_Kaynak Metinden Alıntı_

Kişisel Verilerin Korunması Kanununun Avukatlık Mesleğine Etkileri

Okuma Süresi: 5 Dakika

Kişisel Verilerin Korunması Kanununun Avukatlık Mesleğine Etkileri

Genel Açıklamalar

6698 sayılı Kişisel Verilerin Korunması Kanunu’nun (KVKK) 7 Nisan 2016 tarihinde yürürlüğe girmesinden sonra, 1136 sayılı Avukatlık Kanunu (Avukatlık Kanunu) ile arasında pek çok çatışma yaşanmıştır. Bugüne kadar tartışmalar devam etmekte olup, avukatlık mesleğinin ifasının mı yoksa kişisel verilerin korunmasının mı üstün olacağı konusunda uygulamada bir görüş birliği bulunmamaktadır.

_Görev Açıklaması_
Kişisel verilerin korunması ve avukatlık üzerine olan yazıyı, son cümlesinden sonra kaldığı yerden devam ettirin.

_Sağlanan Veriler_
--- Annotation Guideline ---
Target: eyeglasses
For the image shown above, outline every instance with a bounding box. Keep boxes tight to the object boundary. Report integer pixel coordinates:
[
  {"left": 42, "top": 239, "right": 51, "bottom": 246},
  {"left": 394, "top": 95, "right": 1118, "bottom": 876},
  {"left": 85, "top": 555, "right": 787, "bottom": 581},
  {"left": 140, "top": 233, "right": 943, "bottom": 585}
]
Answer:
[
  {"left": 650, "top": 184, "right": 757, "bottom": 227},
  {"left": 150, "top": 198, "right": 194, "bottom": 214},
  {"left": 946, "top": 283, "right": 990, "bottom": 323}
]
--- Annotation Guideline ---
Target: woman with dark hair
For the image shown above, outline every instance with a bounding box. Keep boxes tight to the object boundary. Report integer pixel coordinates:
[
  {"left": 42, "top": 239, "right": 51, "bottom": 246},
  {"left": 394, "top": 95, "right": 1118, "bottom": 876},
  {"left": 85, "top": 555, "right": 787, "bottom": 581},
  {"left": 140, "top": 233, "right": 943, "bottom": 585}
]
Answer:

_Görev Sonucu_
Öncelikle belirtmek gerekir ki, avukatlar da KVKK’ya tabi olup, bu kanunun gerekliliklerini yerine getirmekle yükümlüdür. Avukatlar sadece, Kişisel Verileri Koruma Kurulu’nun (Kurul) kararı[1] uyarınca, veri sorumluları siciline (VERBİS) kayıt yükümlülüğünden muaf tutulmuşlardır. Bunun dışında KVKK yer alan yükümlülükler veri sorumlusu sıfatına haiz avukatlar için de geçerlidir.

Avukatlık mesleğinde esas olan ve hem Avukatlık Kanunu’nun 36.maddesinden hem de Meslek Kuralları’ndan[2] kaynaklanan sır saklama yükümlülüğü, kişisel verileri içerse de, KVKK’da yapılan tanıma göre kişisel verinin daha geniş kapsamlı olduğunu söylemek mümkündür. Bu nedenle KVKK’nın da Avukatlık Kanunu’ndan daha geniş bir koruma alanı sağladığını söylemek yanlış olmayacaktır.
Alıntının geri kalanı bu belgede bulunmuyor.